--- Information provided ---

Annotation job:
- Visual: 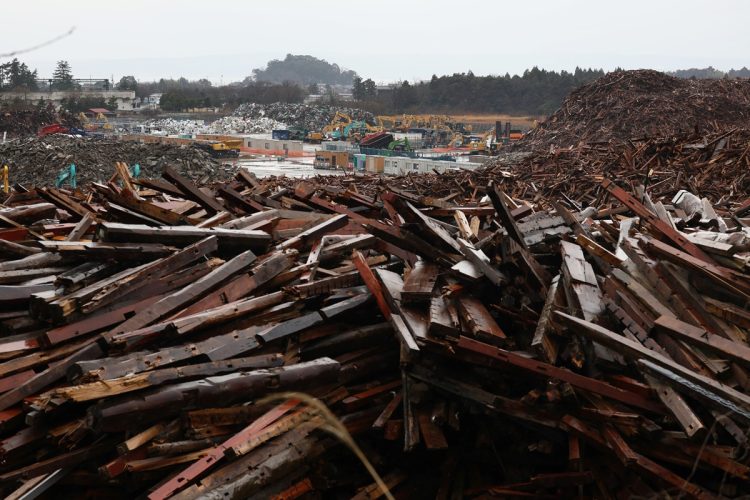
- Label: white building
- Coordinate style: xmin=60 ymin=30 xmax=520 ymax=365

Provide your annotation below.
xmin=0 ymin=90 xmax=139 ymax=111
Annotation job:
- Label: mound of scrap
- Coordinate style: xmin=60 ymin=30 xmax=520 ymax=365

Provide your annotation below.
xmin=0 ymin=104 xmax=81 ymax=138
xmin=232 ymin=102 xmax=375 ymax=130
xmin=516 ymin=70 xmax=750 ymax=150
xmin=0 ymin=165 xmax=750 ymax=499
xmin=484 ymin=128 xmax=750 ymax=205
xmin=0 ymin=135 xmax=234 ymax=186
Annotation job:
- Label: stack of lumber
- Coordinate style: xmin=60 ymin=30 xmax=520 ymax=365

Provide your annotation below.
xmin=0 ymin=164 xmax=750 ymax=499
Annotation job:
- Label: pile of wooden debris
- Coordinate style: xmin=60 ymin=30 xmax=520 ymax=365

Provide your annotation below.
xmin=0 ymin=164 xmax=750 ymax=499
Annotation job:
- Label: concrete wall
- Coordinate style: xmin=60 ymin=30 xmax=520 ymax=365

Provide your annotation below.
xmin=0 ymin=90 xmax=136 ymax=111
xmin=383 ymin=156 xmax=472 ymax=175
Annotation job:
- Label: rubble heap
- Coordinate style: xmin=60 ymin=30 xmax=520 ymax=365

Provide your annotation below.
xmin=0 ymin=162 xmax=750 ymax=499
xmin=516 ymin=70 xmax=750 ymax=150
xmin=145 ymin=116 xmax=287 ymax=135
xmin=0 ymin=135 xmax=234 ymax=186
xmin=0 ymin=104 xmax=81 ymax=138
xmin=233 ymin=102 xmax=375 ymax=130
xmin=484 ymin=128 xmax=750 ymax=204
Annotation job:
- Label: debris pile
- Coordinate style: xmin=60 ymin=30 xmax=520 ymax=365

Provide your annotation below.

---
--- Information provided ---

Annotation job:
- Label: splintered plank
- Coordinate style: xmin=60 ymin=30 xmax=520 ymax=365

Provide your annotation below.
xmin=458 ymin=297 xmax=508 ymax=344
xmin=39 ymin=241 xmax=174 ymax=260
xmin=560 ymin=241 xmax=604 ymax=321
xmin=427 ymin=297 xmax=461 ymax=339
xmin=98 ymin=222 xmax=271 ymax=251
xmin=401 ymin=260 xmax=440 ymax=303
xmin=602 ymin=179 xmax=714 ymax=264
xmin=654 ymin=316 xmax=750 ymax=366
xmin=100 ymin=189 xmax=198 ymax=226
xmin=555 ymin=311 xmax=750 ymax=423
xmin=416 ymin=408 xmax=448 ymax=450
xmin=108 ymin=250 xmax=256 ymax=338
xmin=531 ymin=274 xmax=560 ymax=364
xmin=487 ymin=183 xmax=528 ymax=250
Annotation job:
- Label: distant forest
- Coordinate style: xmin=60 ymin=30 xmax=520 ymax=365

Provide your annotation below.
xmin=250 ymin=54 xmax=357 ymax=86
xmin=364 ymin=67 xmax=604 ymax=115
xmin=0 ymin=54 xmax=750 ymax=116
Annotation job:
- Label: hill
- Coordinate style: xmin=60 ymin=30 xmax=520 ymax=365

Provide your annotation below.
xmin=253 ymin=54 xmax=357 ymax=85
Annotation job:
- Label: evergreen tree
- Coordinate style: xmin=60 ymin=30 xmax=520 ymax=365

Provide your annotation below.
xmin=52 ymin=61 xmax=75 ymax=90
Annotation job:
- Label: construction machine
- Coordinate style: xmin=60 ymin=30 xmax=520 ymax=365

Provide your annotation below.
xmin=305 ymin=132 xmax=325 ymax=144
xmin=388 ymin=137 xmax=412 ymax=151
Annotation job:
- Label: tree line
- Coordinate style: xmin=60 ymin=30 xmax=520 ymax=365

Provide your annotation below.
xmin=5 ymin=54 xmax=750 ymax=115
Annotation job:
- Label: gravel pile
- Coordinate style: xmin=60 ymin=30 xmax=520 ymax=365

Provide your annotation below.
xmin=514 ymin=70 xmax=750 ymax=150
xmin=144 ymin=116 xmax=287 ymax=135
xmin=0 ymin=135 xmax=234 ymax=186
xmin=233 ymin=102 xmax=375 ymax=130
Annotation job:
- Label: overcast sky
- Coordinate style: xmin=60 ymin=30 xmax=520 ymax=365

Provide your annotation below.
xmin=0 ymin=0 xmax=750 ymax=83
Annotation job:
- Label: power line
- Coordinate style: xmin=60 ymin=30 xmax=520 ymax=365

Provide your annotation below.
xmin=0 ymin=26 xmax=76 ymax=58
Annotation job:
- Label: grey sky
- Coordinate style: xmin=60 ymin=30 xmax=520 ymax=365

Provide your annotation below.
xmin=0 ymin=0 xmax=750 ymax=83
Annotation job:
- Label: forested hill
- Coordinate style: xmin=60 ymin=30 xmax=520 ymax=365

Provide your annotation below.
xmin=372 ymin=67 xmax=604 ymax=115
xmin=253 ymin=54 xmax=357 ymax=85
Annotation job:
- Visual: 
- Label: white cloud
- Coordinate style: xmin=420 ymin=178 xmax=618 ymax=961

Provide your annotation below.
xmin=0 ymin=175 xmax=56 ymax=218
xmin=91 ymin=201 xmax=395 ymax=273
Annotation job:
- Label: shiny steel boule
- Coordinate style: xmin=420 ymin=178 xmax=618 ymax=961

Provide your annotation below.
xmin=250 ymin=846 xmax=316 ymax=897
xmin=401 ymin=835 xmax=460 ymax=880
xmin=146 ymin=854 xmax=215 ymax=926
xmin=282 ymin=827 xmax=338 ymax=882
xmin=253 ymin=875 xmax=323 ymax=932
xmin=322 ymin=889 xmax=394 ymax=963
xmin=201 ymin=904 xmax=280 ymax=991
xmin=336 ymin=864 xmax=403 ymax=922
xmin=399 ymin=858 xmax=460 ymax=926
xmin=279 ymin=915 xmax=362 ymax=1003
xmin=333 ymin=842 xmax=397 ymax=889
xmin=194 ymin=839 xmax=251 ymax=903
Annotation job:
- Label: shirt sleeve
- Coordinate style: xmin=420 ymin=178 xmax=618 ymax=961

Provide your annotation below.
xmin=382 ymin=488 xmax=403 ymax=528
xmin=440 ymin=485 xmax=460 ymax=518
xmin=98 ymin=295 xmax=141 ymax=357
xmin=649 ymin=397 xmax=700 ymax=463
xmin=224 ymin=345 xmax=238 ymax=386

---
--- Information provided ---

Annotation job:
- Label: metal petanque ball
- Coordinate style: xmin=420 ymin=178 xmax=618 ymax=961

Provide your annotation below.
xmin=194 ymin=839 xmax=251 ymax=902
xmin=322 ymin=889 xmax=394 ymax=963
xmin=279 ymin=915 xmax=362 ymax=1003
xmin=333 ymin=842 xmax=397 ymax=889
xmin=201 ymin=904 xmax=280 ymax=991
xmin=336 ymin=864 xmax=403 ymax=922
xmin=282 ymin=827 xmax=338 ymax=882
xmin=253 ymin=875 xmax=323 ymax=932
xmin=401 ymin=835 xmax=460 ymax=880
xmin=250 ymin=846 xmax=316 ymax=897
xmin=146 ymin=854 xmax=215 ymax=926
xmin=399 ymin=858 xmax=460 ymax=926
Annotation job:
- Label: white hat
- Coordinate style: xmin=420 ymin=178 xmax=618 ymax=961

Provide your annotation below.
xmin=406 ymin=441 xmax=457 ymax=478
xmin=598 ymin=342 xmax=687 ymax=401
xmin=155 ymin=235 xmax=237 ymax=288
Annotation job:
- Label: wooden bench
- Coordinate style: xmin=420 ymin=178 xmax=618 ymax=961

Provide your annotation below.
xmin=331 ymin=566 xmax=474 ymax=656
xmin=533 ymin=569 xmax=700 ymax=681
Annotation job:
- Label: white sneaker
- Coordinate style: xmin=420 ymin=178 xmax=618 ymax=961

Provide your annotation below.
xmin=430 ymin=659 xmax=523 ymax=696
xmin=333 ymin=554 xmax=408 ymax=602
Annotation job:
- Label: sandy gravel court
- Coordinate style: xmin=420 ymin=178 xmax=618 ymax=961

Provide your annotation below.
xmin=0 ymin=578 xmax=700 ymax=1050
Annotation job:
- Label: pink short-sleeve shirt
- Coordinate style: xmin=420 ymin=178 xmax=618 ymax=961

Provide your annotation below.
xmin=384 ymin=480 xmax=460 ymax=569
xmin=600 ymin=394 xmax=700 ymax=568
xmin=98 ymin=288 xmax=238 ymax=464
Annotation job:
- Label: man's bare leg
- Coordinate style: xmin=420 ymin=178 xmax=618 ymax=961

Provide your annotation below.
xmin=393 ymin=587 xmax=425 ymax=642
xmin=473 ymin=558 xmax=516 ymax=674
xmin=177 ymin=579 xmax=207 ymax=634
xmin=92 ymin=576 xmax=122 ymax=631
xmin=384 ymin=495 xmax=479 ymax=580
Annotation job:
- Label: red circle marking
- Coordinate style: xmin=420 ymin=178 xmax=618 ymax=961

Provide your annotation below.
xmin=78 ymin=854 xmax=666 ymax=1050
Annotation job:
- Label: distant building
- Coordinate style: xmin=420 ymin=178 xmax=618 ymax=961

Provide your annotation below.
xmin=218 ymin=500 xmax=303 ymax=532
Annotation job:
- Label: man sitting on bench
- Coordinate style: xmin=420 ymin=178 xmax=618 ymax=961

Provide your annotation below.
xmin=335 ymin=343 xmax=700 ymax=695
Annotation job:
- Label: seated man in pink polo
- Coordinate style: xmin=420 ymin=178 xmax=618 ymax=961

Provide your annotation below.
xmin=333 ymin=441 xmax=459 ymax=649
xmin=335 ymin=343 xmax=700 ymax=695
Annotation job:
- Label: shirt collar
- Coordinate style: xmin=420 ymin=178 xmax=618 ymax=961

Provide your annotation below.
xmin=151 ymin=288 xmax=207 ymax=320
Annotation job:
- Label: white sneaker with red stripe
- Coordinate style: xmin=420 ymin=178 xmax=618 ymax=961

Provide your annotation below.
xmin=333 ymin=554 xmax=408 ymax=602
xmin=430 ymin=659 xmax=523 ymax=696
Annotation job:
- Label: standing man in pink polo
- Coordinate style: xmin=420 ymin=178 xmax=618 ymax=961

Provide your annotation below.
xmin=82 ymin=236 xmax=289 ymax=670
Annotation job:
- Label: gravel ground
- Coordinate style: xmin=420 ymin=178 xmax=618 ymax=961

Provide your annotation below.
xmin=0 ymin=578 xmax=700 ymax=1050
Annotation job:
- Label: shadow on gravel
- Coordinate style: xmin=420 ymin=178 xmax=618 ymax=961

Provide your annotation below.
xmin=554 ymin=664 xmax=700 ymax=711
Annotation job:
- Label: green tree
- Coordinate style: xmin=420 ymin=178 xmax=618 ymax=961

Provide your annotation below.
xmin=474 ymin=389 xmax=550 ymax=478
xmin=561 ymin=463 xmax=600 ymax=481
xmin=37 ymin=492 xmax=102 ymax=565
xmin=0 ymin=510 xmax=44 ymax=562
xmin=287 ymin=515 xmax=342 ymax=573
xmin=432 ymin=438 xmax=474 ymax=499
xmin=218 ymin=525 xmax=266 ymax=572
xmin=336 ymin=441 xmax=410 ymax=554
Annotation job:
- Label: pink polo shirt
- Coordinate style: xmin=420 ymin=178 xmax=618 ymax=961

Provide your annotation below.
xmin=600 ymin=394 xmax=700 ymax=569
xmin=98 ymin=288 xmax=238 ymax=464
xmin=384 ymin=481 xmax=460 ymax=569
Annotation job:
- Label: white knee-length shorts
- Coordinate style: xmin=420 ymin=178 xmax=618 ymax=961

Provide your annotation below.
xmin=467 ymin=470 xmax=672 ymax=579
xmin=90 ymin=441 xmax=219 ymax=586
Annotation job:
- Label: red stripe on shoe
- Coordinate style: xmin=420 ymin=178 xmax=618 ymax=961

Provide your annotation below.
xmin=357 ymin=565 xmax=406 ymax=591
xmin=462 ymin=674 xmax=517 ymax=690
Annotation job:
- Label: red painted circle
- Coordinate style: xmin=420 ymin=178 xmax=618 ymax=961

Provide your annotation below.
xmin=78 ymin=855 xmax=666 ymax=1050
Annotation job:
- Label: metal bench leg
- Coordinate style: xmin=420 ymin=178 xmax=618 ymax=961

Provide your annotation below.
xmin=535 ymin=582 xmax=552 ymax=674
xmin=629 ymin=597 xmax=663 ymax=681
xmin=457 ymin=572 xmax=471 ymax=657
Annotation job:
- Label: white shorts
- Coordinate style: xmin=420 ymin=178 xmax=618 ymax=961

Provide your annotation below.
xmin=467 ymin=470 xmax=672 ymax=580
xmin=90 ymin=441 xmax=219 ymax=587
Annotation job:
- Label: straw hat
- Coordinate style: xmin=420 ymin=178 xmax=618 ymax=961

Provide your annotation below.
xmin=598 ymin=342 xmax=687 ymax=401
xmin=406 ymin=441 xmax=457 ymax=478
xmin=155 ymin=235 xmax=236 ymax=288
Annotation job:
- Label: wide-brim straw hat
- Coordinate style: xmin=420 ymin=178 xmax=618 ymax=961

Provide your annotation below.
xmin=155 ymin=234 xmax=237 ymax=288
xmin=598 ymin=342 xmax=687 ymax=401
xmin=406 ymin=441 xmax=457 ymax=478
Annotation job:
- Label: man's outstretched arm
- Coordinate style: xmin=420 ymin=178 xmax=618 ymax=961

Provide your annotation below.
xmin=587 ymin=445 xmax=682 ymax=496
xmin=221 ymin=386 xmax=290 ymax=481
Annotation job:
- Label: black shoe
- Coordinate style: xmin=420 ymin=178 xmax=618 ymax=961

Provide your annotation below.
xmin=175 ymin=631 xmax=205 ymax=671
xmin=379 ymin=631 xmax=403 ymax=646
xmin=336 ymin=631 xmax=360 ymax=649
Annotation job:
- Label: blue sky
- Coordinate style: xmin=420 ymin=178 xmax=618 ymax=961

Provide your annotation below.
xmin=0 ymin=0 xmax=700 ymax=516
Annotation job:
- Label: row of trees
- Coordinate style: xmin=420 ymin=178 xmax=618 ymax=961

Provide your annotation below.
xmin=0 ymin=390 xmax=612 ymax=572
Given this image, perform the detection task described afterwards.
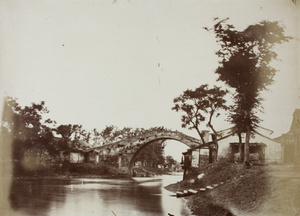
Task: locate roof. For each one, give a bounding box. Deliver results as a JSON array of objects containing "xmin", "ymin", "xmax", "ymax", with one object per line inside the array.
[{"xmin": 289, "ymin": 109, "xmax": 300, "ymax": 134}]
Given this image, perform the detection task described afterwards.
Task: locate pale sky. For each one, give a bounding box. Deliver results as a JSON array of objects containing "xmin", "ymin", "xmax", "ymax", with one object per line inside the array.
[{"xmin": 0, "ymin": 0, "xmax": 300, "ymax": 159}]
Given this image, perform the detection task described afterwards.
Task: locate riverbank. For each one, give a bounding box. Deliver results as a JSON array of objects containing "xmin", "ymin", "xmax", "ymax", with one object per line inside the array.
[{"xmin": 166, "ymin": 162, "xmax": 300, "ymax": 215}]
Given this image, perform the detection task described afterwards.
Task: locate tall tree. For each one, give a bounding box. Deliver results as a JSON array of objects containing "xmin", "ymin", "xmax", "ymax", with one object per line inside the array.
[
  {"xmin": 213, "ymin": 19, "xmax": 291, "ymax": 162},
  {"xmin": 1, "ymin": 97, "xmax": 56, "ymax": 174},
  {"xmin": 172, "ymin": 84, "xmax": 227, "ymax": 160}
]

---

> Exercise prompt
Collect every line of the data above that contains the string "wooden", and copy each one in full. Treat case as significant.

> Output for this exercise
- Label: pile of wooden debris
- Label: wooden bench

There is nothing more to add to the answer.